▶ _Required task_: Rewrite the lines from the one containing "indicate the road" through the one containing "column 516, row 169", inclusive, replacing "road light trail" with "car light trail" and leaving everything else unchanged.

Object position labeling entries:
***
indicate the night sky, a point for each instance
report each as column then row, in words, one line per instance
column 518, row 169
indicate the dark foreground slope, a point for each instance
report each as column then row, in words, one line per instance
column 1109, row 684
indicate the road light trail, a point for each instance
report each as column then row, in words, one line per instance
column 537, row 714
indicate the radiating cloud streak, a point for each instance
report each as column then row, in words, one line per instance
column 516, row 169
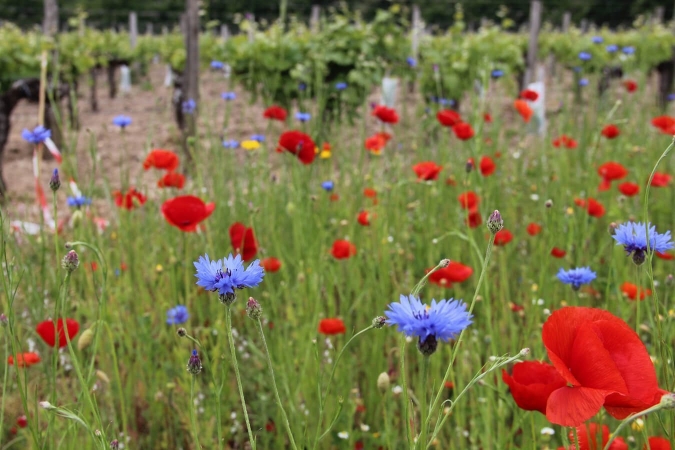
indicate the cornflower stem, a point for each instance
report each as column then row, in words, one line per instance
column 287, row 424
column 322, row 398
column 233, row 351
column 437, row 399
column 193, row 422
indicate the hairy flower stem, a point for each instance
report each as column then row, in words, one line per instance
column 287, row 424
column 233, row 351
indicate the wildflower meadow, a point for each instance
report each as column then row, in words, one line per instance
column 339, row 243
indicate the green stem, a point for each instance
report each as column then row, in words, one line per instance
column 236, row 372
column 274, row 385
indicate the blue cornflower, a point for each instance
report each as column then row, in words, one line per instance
column 177, row 315
column 576, row 277
column 633, row 237
column 122, row 121
column 442, row 320
column 189, row 106
column 328, row 185
column 303, row 117
column 39, row 134
column 79, row 201
column 230, row 143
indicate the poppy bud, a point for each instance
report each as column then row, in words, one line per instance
column 495, row 222
column 253, row 309
column 71, row 261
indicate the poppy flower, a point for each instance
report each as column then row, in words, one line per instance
column 427, row 170
column 161, row 159
column 610, row 131
column 275, row 112
column 558, row 252
column 448, row 117
column 243, row 241
column 332, row 326
column 26, row 359
column 629, row 189
column 503, row 237
column 454, row 273
column 172, row 179
column 533, row 229
column 630, row 291
column 299, row 144
column 343, row 249
column 129, row 200
column 661, row 179
column 48, row 331
column 630, row 85
column 463, row 131
column 386, row 115
column 531, row 383
column 270, row 264
column 186, row 211
column 603, row 362
column 523, row 109
column 529, row 94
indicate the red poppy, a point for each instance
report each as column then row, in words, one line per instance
column 630, row 291
column 386, row 115
column 630, row 85
column 448, row 117
column 503, row 237
column 172, row 179
column 531, row 383
column 129, row 200
column 332, row 326
column 558, row 252
column 610, row 131
column 629, row 189
column 343, row 249
column 468, row 200
column 533, row 229
column 26, row 359
column 463, row 131
column 661, row 179
column 454, row 273
column 48, row 331
column 427, row 170
column 270, row 264
column 603, row 362
column 186, row 211
column 523, row 109
column 364, row 218
column 243, row 241
column 275, row 112
column 161, row 159
column 529, row 94
column 299, row 144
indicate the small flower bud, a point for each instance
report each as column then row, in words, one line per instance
column 253, row 309
column 379, row 321
column 71, row 261
column 55, row 181
column 495, row 222
column 194, row 364
column 383, row 382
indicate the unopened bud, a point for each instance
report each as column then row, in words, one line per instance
column 495, row 222
column 71, row 261
column 253, row 309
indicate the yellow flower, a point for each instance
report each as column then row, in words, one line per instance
column 250, row 145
***
▶ _Answer to this exercise_:
indicate the car light trail, a point for each instance
report each as column then row, in words, one line per instance
column 537, row 714
indicate the radiating cloud streak, a point for each instance
report each as column then row, in words, one line per instance
column 516, row 169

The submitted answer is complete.